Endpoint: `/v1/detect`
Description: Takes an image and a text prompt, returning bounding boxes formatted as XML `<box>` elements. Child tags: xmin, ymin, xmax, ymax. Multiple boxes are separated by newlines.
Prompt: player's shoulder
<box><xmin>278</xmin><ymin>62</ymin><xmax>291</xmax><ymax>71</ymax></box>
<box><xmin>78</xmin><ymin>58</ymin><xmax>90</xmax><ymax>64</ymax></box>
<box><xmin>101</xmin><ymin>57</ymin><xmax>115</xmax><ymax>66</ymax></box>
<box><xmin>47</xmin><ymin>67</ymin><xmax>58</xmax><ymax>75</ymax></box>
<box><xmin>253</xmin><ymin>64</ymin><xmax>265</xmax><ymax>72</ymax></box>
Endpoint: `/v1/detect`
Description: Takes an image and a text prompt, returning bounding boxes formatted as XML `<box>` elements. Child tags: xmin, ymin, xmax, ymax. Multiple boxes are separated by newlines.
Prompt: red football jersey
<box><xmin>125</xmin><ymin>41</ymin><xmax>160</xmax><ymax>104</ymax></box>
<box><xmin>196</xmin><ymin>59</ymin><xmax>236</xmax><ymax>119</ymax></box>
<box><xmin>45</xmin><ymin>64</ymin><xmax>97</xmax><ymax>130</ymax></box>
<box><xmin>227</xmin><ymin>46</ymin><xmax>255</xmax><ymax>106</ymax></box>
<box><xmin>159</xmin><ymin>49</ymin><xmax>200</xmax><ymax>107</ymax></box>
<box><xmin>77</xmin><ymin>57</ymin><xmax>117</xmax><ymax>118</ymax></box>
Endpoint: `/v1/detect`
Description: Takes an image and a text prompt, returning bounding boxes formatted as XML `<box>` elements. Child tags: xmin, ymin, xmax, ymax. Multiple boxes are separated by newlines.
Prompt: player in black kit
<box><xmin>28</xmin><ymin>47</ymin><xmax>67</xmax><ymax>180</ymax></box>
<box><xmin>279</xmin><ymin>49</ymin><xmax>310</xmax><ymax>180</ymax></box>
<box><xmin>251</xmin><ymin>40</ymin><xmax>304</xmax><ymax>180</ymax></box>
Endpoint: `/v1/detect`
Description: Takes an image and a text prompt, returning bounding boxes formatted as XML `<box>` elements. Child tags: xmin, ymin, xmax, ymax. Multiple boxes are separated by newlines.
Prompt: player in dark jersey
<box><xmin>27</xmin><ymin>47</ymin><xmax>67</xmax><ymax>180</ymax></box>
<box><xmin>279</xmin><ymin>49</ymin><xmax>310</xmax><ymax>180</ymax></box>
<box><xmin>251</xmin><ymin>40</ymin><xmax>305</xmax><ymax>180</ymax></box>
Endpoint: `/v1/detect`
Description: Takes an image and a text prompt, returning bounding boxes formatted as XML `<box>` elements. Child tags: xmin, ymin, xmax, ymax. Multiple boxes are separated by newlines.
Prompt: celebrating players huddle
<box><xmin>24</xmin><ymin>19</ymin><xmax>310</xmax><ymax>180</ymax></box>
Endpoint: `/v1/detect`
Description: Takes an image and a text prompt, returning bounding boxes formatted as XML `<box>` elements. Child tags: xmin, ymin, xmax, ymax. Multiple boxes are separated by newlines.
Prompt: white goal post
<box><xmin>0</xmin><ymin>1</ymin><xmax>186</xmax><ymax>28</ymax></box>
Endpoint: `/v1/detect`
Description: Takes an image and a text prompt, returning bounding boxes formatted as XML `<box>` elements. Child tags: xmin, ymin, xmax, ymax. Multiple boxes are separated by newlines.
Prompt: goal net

Exercise requirements:
Set down each line of the material above without a single alteration.

The answer:
Endpoint: `/v1/detect`
Description: Takes an image and a text prompt, returning bounding boxes formatted as XML `<box>` elements. Child tags: xmin, ymin, xmax, ymax. Multiple boxes are separated by newlines.
Prompt: player's shoulder
<box><xmin>278</xmin><ymin>62</ymin><xmax>291</xmax><ymax>71</ymax></box>
<box><xmin>78</xmin><ymin>58</ymin><xmax>90</xmax><ymax>64</ymax></box>
<box><xmin>101</xmin><ymin>57</ymin><xmax>115</xmax><ymax>66</ymax></box>
<box><xmin>47</xmin><ymin>67</ymin><xmax>58</xmax><ymax>75</ymax></box>
<box><xmin>253</xmin><ymin>64</ymin><xmax>265</xmax><ymax>72</ymax></box>
Endpoint: `/v1/detect`
Description: Takes an image and a text prompt, returning bounding boxes formatted as XML `<box>` elements. Child tags: xmin, ymin, xmax, ymax. Multiple boxes are separated by newlines.
Prompt: red football jersey
<box><xmin>125</xmin><ymin>41</ymin><xmax>160</xmax><ymax>104</ymax></box>
<box><xmin>196</xmin><ymin>59</ymin><xmax>236</xmax><ymax>119</ymax></box>
<box><xmin>45</xmin><ymin>64</ymin><xmax>97</xmax><ymax>130</ymax></box>
<box><xmin>227</xmin><ymin>46</ymin><xmax>255</xmax><ymax>106</ymax></box>
<box><xmin>159</xmin><ymin>49</ymin><xmax>200</xmax><ymax>107</ymax></box>
<box><xmin>77</xmin><ymin>57</ymin><xmax>117</xmax><ymax>118</ymax></box>
Endpoint: `/v1/detect`
Description: Takes an image and a text prompt, returning bounding boxes formatted as XML `<box>` elements. Child tags: xmin, ymin, xmax, ymax. Multiple boxes are separated by newlines.
Prompt: player in black kit
<box><xmin>28</xmin><ymin>47</ymin><xmax>67</xmax><ymax>180</ymax></box>
<box><xmin>279</xmin><ymin>49</ymin><xmax>310</xmax><ymax>180</ymax></box>
<box><xmin>251</xmin><ymin>40</ymin><xmax>304</xmax><ymax>180</ymax></box>
Endpoint: `/v1/detect`
Description: Takes an image and a text prompt, returning bounding boxes formatted as XML `<box>` elements. Child tags: xmin, ymin, xmax, ymax. Multiple boxes are separated by newlines.
Prompt: player in dark jersey
<box><xmin>27</xmin><ymin>47</ymin><xmax>67</xmax><ymax>180</ymax></box>
<box><xmin>279</xmin><ymin>49</ymin><xmax>310</xmax><ymax>180</ymax></box>
<box><xmin>251</xmin><ymin>40</ymin><xmax>305</xmax><ymax>180</ymax></box>
Endpoint: `/v1/detect`
Description: Takes an image and a text prompt, returning bounding boxes formatted as XML `<box>` elements. Child tags: xmin, ymin, xmax, ymax. Multiple boxes are separated by newlines.
Prompt: celebrating players huddle
<box><xmin>24</xmin><ymin>19</ymin><xmax>310</xmax><ymax>180</ymax></box>
Endpoint: `/v1/detect`
Description: Takes an image and a text prompt, returning bounding boxes formatted as XML `<box>` elements. Child tags: xmin, ymin, xmax, ymax. Multiple boxes are separated by newlines.
Prompt: white goal post
<box><xmin>0</xmin><ymin>1</ymin><xmax>186</xmax><ymax>28</ymax></box>
Endpoint: `/v1/detect`
Description: Takes an image and a text prompt, returning bounding boxes formatted as XML `<box>` elements. Child tags: xmin, ymin, xmax, ymax. Multiple boxes are separated by newlines.
Prompt: goal net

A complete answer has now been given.